> [SOURCE]:
=======

I've sat here for twenty minutes trying to write this. I just... every time I sit down to write this, it just doesn't want to write itself. It just doesn't come out into words like I need it to.
I don't even know how to start this. I mean, this has been literally the most successful thing I've ever written, with 1.19 million reads, 18.2 thousand votes, and 7.73 thousand comments. And I could not be anymore grateful than I am right now because of this book.
Because of the popularity of this book, and whatnot, I've gained three hundred followers in a little over a year. Do you know how crazy that is for me? I almost have a thousand followers on this website, and I joined in 2011, and I never expected any of this to come from it. Ever.
But, here I am. And I can't help but feel like I'm not worthy of all of this. My updating schedule is shit, I have tons of stories I never finish, and I always start new ones without finishing them.
Yet, I've never really felt that way with this book until recently. I always felt my preferences were up to par for the most part. I always enjoyed writing them, and I almost always could sit down and crank out a great (or what I thought, and so did you guys, it seems) preference without much trouble. They were a good length, and they had actual substance. And I updated a lot. Like, every week.
Recently, my preferences have fallen through the cracks. They're few and far between, not to mention they take me like four seconds to write, and they're not good. They're a few words, and they have no substance.
But, I feel so pressured into writing great preferences all the time, so I never update because I know that they're not going to be good enough. For a book with over a million reads, you begin to feel the pressure of so many people reading ad wanting good quality preferences, and I just don't feel like I'm giving that to you guys.

=======

> [SET OF TASKS]:
1 > Repeat the stretch of the note from "Because of the" through "Like, every week." word for word.
2 > Report every line of the listing below that contains the string "promenade". Case counts.

> [EXCERPTED DATA]:
=======

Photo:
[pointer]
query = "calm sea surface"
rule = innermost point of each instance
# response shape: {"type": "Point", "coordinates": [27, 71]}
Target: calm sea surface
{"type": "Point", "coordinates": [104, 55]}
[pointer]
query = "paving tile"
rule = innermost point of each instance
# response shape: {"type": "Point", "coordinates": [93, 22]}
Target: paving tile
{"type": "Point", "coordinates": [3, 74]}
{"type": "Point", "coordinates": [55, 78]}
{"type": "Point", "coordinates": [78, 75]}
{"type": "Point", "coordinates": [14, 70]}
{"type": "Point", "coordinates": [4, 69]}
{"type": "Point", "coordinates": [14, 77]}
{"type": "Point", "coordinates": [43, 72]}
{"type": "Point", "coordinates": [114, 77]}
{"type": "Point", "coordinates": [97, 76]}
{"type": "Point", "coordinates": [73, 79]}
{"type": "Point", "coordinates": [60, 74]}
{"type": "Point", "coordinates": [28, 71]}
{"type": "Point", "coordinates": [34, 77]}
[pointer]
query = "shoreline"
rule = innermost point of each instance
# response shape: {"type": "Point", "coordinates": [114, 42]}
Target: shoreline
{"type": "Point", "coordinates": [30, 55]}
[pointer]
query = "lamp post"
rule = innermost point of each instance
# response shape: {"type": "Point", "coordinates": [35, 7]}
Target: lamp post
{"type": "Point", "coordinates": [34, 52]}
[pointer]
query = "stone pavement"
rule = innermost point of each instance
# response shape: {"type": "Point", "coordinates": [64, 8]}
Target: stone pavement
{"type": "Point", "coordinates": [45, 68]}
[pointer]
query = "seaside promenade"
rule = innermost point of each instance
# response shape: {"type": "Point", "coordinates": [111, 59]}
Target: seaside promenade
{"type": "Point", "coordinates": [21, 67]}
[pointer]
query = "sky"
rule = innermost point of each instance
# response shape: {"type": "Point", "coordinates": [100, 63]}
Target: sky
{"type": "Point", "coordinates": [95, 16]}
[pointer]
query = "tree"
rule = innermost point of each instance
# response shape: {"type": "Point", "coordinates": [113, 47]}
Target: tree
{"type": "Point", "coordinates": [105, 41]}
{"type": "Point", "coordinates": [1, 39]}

=======

> [SOLUTIONS FOR EACH TASK]:
1 >
Because of the popularity of this book, and whatnot, I've gained three hundred followers in a little over a year. Do you know how crazy that is for me? I almost have a thousand followers on this website, and I joined in 2011, and I never expected any of this to come from it. Ever.
But, here I am. And I can't help but feel like I'm not worthy of all of this. My updating schedule is shit, I have tons of stories I never finish, and I always start new ones without finishing them.
Yet, I've never really felt that way with this book until recently. I always felt my preferences were up to par for the most part. I always enjoyed writing them, and I almost always could sit down and crank out a great (or what I thought, and so did you guys, it seems) preference without much trouble. They were a good length, and they had actual substance. And I updated a lot. Like, every week.

2 >
query = "seaside promenade"
Target: seaside promenade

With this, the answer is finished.